### YOUR OBJECTIVE
Please set down every line of the records below exactly, without the pictures.

[Stored items]
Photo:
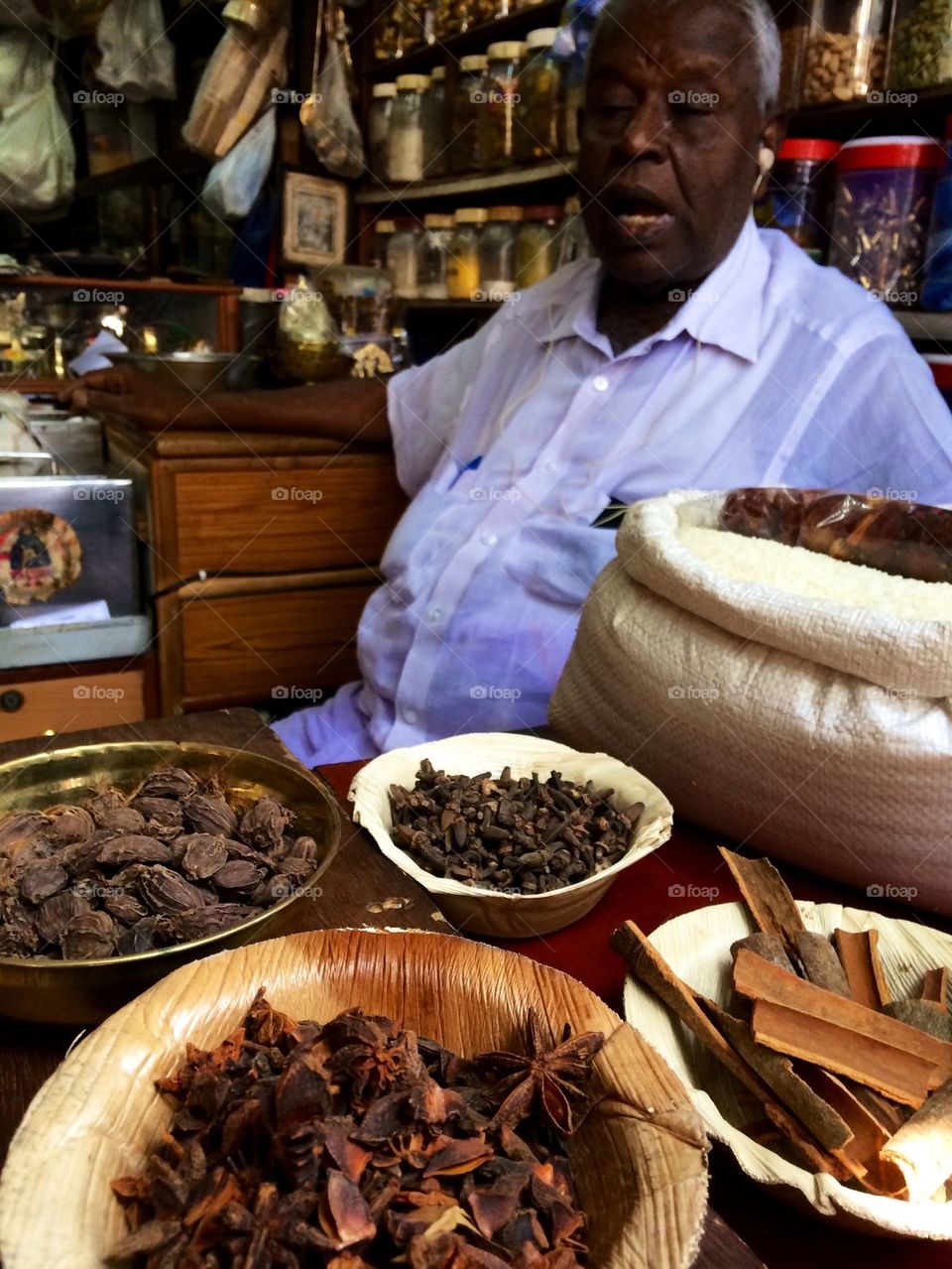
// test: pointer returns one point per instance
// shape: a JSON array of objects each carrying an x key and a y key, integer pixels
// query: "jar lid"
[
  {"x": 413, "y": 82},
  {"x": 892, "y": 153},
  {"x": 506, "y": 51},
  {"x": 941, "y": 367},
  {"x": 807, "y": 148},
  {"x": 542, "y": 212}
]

### EXERCISE OUTPUT
Photo:
// test: pointer returns one point per instance
// shape: a JSON array of objects each carrying an x key and a y key, integer pixels
// query: "jar lid"
[
  {"x": 413, "y": 82},
  {"x": 892, "y": 153},
  {"x": 506, "y": 51},
  {"x": 941, "y": 367},
  {"x": 807, "y": 148},
  {"x": 542, "y": 212}
]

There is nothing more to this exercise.